Task prompt: When you restate the records, do so word for word and omit any picture they contain.

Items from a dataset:
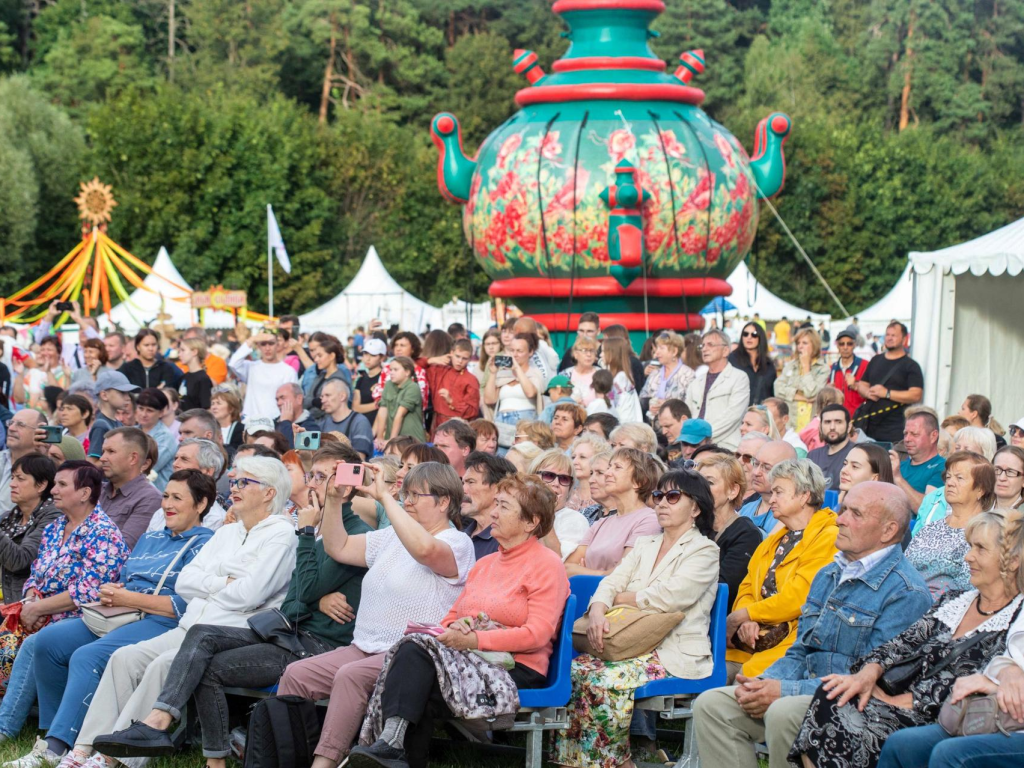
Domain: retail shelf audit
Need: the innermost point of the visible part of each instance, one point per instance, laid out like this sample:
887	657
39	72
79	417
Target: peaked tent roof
749	296
994	253
373	293
142	307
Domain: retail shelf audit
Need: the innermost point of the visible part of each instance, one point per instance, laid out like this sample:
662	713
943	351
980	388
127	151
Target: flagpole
269	261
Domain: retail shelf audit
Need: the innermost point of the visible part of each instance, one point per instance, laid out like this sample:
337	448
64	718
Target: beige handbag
632	633
101	620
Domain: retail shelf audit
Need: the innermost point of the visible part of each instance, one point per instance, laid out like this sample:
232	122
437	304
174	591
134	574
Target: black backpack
283	733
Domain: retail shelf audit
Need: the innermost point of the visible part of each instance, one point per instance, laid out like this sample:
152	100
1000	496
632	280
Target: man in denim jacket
867	596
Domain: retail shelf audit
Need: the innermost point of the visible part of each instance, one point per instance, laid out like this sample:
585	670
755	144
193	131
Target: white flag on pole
275	241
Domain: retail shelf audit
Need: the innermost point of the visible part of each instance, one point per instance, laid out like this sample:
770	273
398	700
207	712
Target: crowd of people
407	511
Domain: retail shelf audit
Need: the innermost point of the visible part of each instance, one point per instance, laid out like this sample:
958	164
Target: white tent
142	307
897	304
373	293
749	296
968	334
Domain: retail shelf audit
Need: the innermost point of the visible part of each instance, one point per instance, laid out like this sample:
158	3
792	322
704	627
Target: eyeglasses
672	497
315	478
550	477
404	496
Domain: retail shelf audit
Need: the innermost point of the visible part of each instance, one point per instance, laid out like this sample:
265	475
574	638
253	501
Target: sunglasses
672	497
550	477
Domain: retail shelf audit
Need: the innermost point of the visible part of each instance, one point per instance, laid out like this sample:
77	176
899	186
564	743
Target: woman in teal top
401	404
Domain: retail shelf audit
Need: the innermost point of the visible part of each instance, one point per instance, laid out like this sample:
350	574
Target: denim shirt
843	622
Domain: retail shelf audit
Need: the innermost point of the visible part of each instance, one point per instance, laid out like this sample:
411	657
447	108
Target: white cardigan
260	560
685	580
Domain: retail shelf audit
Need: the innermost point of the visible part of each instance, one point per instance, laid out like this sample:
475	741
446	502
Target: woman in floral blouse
80	551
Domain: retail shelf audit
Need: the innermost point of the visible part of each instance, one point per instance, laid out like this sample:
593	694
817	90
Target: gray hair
204	417
720	335
210	455
271	472
805	475
440	480
982	438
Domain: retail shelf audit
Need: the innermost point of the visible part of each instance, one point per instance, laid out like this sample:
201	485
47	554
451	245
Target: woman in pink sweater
518	592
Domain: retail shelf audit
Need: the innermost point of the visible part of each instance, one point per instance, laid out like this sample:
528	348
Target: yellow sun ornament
95	203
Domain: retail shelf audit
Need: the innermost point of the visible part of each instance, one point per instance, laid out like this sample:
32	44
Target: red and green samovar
609	172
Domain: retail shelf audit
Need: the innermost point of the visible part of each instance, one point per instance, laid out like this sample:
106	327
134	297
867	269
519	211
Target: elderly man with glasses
720	393
20	441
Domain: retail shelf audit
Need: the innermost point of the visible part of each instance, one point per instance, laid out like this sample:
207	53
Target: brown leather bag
978	715
633	633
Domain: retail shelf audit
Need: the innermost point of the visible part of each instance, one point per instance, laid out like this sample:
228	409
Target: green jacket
317	574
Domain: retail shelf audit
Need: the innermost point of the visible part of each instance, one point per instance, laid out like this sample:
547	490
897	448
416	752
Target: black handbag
898	678
274	628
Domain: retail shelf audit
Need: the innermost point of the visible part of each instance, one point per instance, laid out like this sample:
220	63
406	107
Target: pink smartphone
348	474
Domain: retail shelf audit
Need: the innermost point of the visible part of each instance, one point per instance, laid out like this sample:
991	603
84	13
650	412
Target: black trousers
412	692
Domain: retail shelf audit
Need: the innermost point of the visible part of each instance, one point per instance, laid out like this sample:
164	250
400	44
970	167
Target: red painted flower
673	147
725	148
692	242
511	144
550	146
621	142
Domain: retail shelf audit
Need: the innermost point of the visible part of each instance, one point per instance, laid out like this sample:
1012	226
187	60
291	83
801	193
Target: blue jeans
20	688
930	747
72	660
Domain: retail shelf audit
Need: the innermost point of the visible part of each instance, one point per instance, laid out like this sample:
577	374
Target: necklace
977	601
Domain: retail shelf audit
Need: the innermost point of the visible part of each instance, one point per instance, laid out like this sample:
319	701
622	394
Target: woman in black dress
851	716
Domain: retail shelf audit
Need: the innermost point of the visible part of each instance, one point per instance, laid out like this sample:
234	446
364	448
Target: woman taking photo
736	537
514	392
629	481
22	526
417	569
150	369
676	570
670	379
521	589
763	623
568	527
937	550
752	357
868	461
71	658
803	377
401	406
226	409
851	717
1009	466
585	448
196	386
582	373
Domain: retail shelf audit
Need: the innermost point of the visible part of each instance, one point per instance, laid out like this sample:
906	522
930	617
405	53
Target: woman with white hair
243	569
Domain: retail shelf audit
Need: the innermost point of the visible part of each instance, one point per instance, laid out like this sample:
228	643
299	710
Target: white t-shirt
570	527
397	590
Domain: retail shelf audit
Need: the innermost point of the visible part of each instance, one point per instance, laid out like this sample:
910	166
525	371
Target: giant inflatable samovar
611	190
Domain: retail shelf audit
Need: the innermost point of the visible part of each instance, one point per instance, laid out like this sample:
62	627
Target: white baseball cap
374	346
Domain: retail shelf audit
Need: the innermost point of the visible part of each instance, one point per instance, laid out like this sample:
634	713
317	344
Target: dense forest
908	126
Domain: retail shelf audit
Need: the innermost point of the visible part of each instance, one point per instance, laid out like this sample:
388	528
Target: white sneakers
40	757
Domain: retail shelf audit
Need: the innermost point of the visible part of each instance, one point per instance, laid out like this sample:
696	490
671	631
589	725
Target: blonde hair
197	345
811	334
1010	539
731	471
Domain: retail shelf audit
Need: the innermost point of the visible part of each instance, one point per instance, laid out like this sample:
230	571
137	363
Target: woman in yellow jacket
763	622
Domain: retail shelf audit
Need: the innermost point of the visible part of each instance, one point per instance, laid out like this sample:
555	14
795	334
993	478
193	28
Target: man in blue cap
693	434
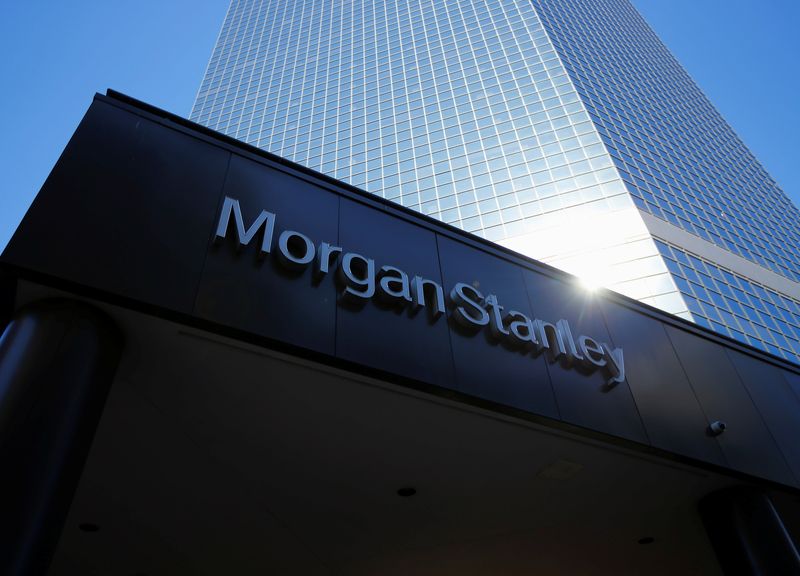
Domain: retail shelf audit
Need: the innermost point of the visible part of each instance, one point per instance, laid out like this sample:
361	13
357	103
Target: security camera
716	428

Task output:
Domain: retail shelf audit
Need: the innermost point of the visible part of each instance, one point per instance, laid out like this sample:
887	657
39	72
79	417
Target: peaked tent roof
749	296
994	253
373	293
142	307
Domain: retail shelf audit
Need: the innermost point of the visible part of each instance, one point per instance, laid out like this sample:
662	713
943	351
980	388
127	151
Target: flagpole
269	261
Domain: retail shelf audit
Need: the innermost point of the visible part of each instance, one point per instance, laid out like this sample:
337	448
64	718
Target: beige handbag
632	633
101	620
Domain: retail shelf audit
Need: the innermost point of the visible part of each instance, one point per instance, laid out like this sample:
232	122
437	304
174	591
134	574
Target: black backpack
283	733
Domain: retail shelf audit
Need: the innermost point of the visible part of each instance, one point per instance, laid out like this sample:
152	100
1000	496
632	280
Target: man in denim jacket
867	596
Domain: retail shelf audit
Need: the innermost point of the visible part of each instance, one point per instance, laid out like this sample:
585	670
755	144
193	131
Target: white flag on pole
275	241
Domain: retail shelf audit
Need: the innermost point of the visible part of each instance, one point per instance, laid out like this sample:
770	273
398	700
207	712
Target: crowd of people
407	511
Domain: retail shelf audit
Need: the innermost point of the visible part of each instance, one point per instance, laid out like this sample:
958	164
Target: white tent
142	307
897	304
373	293
749	296
968	334
Domain: retail shelf audit
Need: the innermost point of the visible part of each instance, one point per instance, laid out like this sample:
158	3
792	322
704	627
Target: eyeglasses
672	497
315	478
550	477
404	496
Domain: retail shelf audit
Need: the innermost point of the visible part of each instance, one point per instance, laid out like this sample:
265	475
574	638
253	501
Target: sunglasses
672	497
550	477
Domain: retail shelf audit
Need: the innermost point of the visible part of each instance, one point per instance, laid out like this sample:
77	176
899	186
564	743
Target: woman in teal top
401	404
Domain: retail shelf audit
Need: the innermost point of the visible part of each instance, one point per instance, laid out like this sample:
350	574
Target: denim shirt
843	622
Domain: retail shelf audit
Need: the innermost point of the visible part of each instance, one point per instance, laid out like this sample:
411	657
447	108
Target: white cardigan
260	560
685	580
Domain: retail shelf audit
Need: the innermost point of the visible part of each instance, one point per instance, laid out like this sample:
475	741
446	502
Target: woman in floral blouse
80	551
Domain: retail shelf audit
Need: the innermost point of the visible part of each instance, one point per instance, laid out like this sample:
593	694
817	90
Target: gray hair
204	417
720	335
210	455
271	472
805	475
440	480
982	438
Domain: retail shelf audit
Need: the innermost point of the visible part of each instance, one point per instance, laid out like this sample:
201	485
47	554
451	245
Target: woman in pink sweater
518	592
Domain: retail shelf audit
Need: the innermost point of the visible part of each instance, one point per instance, laid out like this sample:
528	348
Target: yellow sun ornament
95	203
Domain: retail shelf audit
Need: the innermost point of the visible part of each instance, one point per instance, laid out like this sample:
32	44
Target: red and green samovar
609	172
Domain: retail shelf audit
Need: the innermost point of the visible part of each instance, one point per instance, laid out like this sample:
106	327
134	297
867	269
519	211
Target: elderly man with glasses
720	393
20	441
Domain: retail shelf audit
Need: the innermost point of the visible part of each instance, one point per instance, laid out like this sample:
207	53
Target: brown leather bag
978	715
633	633
Domain: retail shelf audit
Need: the innermost point of the visible part of each instance, one point per instance, laid out like this sample:
228	409
Target: green jacket
317	574
Domain: retail shelf audit
Need: the innermost point of the visible part of each instance, one point per instance, laid out like this sample:
547	490
897	448
416	752
Target: black handbag
898	678
274	628
Domain: retail shelf audit
Need: the innermost point of the visible part of each instance, one point per instance, laid out like this sample:
220	63
406	107
Target: pink smartphone
348	474
Domain: retail shelf audit
Need: the innermost point of the visible part of each instance, one point per instance, laid out like this sample:
991	603
84	13
650	412
Target: black trousers
412	692
Domain: retail shelf audit
Need: the innermost point of the visible part of each instance, one point per instance, laid out like this sample:
164	250
400	44
970	167
Target: red painted flower
673	147
725	148
692	242
511	144
550	146
621	142
Domain: retail shelf audit
Need: the innermost point of the visible part of each instance, one point per instance, laid out like this sample:
1012	226
187	60
291	83
801	193
Target: blue jeans
20	688
930	747
72	660
Domain: retail shelf audit
Need: the innermost point of the visible part of each instance, one point per instance, laid out like this sample:
577	374
Target: necklace
977	601
Domain: retail shelf audit
Need: the innermost point of the visible part of each instance, one point per instance, laid out like this sample:
319	701
622	394
Target: woman in black dress
851	716
Domain: retail shelf audit
Need: the innermost point of the visible part of each instance, one point per instance, laid out like this sample:
234	446
364	448
Target: woman taking photo
736	537
514	392
629	481
22	526
417	569
150	369
676	570
670	379
521	589
763	623
568	527
937	550
752	357
868	461
71	658
803	377
401	406
226	409
851	717
1009	466
585	448
196	386
582	373
Domain: retail shelf audit
Need: the innermost point of the visible part of each instance, one point per instance, laid out like this sample:
906	522
930	617
405	53
Target: woman with white hair
243	569
Domain: retail shelf audit
Need: the innermost point of the visible part of each instance, one point per instance, laid out like this sample:
228	643
299	710
Target: white t-shirt
570	527
397	590
Domain: retail shelf audit
Need: the innermost point of the visible part of each instance, one point per instance, laid out like this sample:
910	166
525	371
Target: giant inflatable samovar
611	190
Domain: retail shelf audit
Need: the innermost point of the visible part of each instance, one point per instance, laid out like this sample:
62	627
Target: white baseball cap
374	346
Domain: retail shelf audit
Need: the innermost point of the visible part of each instance, one point per instance, laid out like this sample:
634	713
317	344
Target: dense forest
908	126
Domain: retail shelf audit
Need: the innermost point of the visible part of each instance, one point per instance, laid out like this sample:
388	528
Target: white sneakers
40	757
Domain: retail shelf audit
Need: the innermost point of the visible part of each instance, one point per instance, laid out like this sample:
696	490
671	631
589	725
Target: blonde hair
197	345
811	334
1010	539
731	471
Domain: retail shelf audit
Need: the innermost point of the visible part of each instance, one point per instance, laid out like this sample:
230	571
137	363
Target: woman in yellow jacket
763	622
Domain: retail shelf audit
Need: the innermost point of the visible part of each instance, one point per instance, laid out like this sample:
555	14
795	334
993	478
193	28
Target: man in blue cap
693	434
Domain: retail shelf audit
Need: the innermost point of the visible part of each instance, one point per instance, laid out like this sample:
361	13
357	103
Target: security camera
716	428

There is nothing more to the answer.